-- Start of DATASET RECORDS --

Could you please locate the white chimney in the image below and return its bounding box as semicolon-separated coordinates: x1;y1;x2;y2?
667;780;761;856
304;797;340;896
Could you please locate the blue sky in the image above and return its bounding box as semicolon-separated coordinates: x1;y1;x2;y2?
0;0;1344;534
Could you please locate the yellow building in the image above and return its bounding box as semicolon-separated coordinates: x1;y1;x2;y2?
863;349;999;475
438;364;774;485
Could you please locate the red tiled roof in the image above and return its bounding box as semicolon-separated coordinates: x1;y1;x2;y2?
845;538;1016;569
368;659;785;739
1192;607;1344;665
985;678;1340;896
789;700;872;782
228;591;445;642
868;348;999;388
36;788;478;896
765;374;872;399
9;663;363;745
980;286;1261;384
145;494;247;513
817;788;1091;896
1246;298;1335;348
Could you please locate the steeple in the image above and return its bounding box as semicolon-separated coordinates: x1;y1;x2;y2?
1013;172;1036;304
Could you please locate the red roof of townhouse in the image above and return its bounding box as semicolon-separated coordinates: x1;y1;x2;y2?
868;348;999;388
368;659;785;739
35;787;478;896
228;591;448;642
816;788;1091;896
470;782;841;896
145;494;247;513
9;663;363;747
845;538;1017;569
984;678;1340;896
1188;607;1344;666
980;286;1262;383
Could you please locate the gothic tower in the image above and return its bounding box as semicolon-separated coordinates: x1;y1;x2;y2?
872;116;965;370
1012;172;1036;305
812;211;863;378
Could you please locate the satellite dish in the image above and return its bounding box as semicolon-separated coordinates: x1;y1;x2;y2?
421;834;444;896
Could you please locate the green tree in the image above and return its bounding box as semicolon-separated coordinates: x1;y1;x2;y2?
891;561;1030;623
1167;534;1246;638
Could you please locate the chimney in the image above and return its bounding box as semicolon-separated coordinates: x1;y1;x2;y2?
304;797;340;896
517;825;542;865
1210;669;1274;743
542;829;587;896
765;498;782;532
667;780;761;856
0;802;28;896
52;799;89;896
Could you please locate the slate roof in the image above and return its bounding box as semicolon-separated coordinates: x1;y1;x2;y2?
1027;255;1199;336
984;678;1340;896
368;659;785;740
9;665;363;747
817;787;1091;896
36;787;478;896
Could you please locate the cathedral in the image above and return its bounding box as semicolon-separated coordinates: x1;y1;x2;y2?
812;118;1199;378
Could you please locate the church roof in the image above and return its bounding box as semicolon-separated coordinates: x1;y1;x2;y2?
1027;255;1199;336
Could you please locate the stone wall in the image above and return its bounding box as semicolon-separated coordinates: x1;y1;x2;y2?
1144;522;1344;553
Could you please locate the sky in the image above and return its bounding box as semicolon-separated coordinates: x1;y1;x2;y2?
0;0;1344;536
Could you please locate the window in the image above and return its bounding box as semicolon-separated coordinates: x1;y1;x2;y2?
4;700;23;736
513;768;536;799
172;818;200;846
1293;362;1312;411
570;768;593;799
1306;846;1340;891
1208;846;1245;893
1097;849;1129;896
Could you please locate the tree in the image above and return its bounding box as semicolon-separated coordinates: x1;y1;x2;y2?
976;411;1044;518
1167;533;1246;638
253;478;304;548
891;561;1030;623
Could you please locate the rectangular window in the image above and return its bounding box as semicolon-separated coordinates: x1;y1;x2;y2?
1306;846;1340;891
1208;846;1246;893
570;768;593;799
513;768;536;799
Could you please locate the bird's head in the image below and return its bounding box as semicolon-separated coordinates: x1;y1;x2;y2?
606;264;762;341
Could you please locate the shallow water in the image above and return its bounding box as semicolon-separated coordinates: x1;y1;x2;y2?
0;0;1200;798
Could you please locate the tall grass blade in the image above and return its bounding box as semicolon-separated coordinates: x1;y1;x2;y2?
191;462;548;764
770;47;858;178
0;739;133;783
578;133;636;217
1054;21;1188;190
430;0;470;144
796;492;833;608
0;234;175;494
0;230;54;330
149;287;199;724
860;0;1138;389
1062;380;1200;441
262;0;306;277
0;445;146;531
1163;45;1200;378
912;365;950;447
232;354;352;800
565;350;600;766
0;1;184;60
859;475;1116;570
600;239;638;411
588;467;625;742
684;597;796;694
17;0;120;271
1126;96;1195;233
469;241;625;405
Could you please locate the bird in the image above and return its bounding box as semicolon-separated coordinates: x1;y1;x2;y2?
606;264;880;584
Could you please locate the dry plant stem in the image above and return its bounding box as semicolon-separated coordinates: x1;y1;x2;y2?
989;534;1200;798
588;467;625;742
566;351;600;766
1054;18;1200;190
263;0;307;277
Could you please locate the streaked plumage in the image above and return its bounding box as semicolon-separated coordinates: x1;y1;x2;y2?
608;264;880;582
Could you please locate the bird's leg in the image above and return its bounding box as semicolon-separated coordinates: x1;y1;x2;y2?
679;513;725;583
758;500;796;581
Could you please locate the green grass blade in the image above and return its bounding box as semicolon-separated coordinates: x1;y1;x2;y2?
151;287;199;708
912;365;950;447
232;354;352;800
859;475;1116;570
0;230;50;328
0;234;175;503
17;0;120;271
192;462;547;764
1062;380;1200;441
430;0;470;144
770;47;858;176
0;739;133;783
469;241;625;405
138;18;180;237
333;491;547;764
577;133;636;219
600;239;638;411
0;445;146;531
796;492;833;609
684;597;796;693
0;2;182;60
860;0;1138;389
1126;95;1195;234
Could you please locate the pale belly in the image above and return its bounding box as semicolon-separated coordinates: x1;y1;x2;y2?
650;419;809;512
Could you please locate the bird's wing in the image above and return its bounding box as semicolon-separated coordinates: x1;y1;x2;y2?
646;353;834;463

-- End of DATASET RECORDS --

- INSTRUCTION -
Rewrite the material with "enclosing rectangle" substituted for every instance of "bounding box", changing nothing else.

- SOLUTION FOR THIS EXERCISE -
Could you please locate the white chimney in the image below and return its enclosing rectangle as semicolon-separated coordinates: x1;y1;x2;y2?
667;780;761;856
304;797;340;896
Could you please locate the blue sky in the image above and return its enclosing rectangle as semicolon-separated coordinates: x1;y1;x2;y2?
0;0;1344;534
Could you please locate the yellow building in the image above and return its enclosing rectangle as semicolon-separated coordinates: x1;y1;x2;y2?
863;349;999;475
438;364;774;485
Could you please locate the red tiled roof in the image above and return its enclosing rectangle as semicolon-separated coordinates: x1;y1;x2;y2?
845;538;1016;569
368;659;785;739
1192;607;1344;665
985;678;1340;896
789;700;872;782
228;591;445;642
868;348;999;388
36;788;478;896
765;374;872;399
9;663;363;745
980;286;1261;384
145;494;247;513
817;788;1091;896
1246;298;1335;348
Could you please locate the steeple in the image above and return its enclosing rectangle as semicolon-separated coordinates: x1;y1;x2;y2?
1013;172;1036;304
Could you please locate the red roof of townhouse in the image above and return its enclosing rectangle as semicolon-separated coordinates: x1;y1;x2;y2?
868;348;999;388
368;659;785;739
35;787;478;896
228;591;448;642
816;788;1091;896
470;782;841;896
145;494;247;513
9;663;363;747
845;538;1017;569
984;678;1340;896
1188;607;1344;666
980;286;1262;383
Could you please locate the gothic tower in the image above and return its enclosing rectangle as semicolon-separated coordinates: x1;y1;x2;y2?
872;116;965;370
1012;172;1036;305
812;211;863;378
Could you please locate the satellite dish in the image above and return its enclosing rectangle as semicolon-separated coordinates: x1;y1;x2;y2?
421;834;444;896
Could you please locate the green tree in the image above and return its enclosing rectangle as semicolon-separated coordinates: x1;y1;x2;y2?
891;561;1030;623
1167;534;1246;638
Could you please locate the chimney in the image above and return its enclosing rectangle as semicolon-separated coordinates: x1;y1;x2;y2?
304;797;340;896
517;825;542;865
1210;669;1274;743
542;829;587;896
765;498;782;532
667;780;761;856
0;802;28;896
52;799;89;896
Could you please locate the slate roof in the image above and return its enclosing rectangle as semicolon-separated coordinates: x1;y1;x2;y2?
1027;255;1199;336
984;678;1340;896
368;659;785;740
9;665;363;747
817;787;1091;896
36;787;478;896
Could you please locate the cathedral in the image above and return its enclosing rectangle as semicolon-separated coordinates: x1;y1;x2;y2?
812;118;1199;378
Could you please locate the church roof in the image above and return its enclosing rectangle as semicolon-separated coordinates: x1;y1;x2;y2?
1027;255;1199;336
Could you please locate the stone wall in the image above and return its enclosing rectangle as semicolon-separated coordinates: x1;y1;x2;y2?
1144;522;1344;553
Could you please locate the sky in the image above and return its enclosing rectangle as semicolon-separated coordinates: x1;y1;x2;y2?
0;0;1344;536
Could you please locate the window in the image above and return its enclosing rectangle as semicolon-separated coordinates: x1;y1;x2;y2?
4;700;23;736
513;768;536;799
172;818;200;846
1293;362;1312;411
570;768;593;799
1306;846;1340;891
1208;846;1245;893
1097;849;1129;896
Could you please locate the tree in the image above and return its enclosing rectangle as semicolon-separated coordinates: x1;y1;x2;y2?
976;411;1044;518
1167;533;1246;638
253;478;304;548
891;561;1030;623
Could you please locate the rectangular window in the image above and return its enclosing rectangle as semicolon-separated coordinates: x1;y1;x2;y2?
1306;846;1340;891
1208;846;1246;893
570;768;593;799
513;768;536;799
Could you please locate the bird's head in the image below and return its enclosing rectangle as semicolon-separated coordinates: x1;y1;x2;y2?
606;264;762;341
Could you please locate the shallow water in the image above and return its enclosing rectangle as semicolon-separated coordinates: x1;y1;x2;y2?
0;0;1200;798
Could you please locate the tall grass blade in the image above and return its enclosing rectangle as semicolon-separated coordinates: x1;y1;x2;y2?
191;462;548;764
770;47;858;178
0;739;133;783
578;133;636;217
1054;21;1188;190
430;0;470;144
796;492;833;608
0;234;175;494
0;230;54;330
149;287;199;724
860;0;1138;389
1062;380;1200;441
262;0;306;277
0;445;146;531
1163;45;1200;378
912;365;950;447
232;354;352;800
565;350;600;766
0;1;184;60
859;475;1116;570
600;239;638;411
588;467;625;742
684;597;796;694
17;0;120;271
1126;96;1195;233
469;241;625;405
Could you please locate the bird in the image above and return its enclosing rectangle as semicolon-separated coordinates: x1;y1;x2;y2?
606;264;880;584
Could you please locate the dry plant stem in the image above and return its enclosing rectangle as semicolon-separated coordinates: x1;y1;x2;y2?
989;534;1200;798
588;467;625;742
566;351;600;766
1054;18;1200;190
263;0;307;277
Could you please locate the streaked plumage in the image above and return its enclosing rectangle as semicolon-separated coordinates: x1;y1;x2;y2?
608;264;880;582
Could you please locate the bird's leg in the image above and return its enclosing rectangle as semicolon-separated coordinates: x1;y1;x2;y2?
679;513;725;583
758;500;796;581
Could you please locate the green grass blade in the image above and return its enclosing rectangle as semicolon-separated coordinates: x1;y1;x2;y2?
151;287;199;708
912;365;950;447
232;354;352;800
859;475;1116;570
0;230;50;328
0;234;175;503
17;0;120;271
192;462;547;764
1062;380;1200;441
430;0;470;144
770;47;858;176
0;739;133;783
469;241;625;405
138;18;180;237
333;491;547;764
577;133;636;219
600;239;638;411
0;445;146;531
796;492;833;609
684;597;796;693
0;2;182;60
860;0;1138;389
1126;95;1195;234
Could you please locate the pale belly in the image above and return its enclosing rectangle as semicolon-separated coordinates: x1;y1;x2;y2?
650;419;809;512
Could you please locate the bird's wing in the image above and return its enclosing rectangle as semicolon-separated coordinates: x1;y1;x2;y2?
646;353;834;463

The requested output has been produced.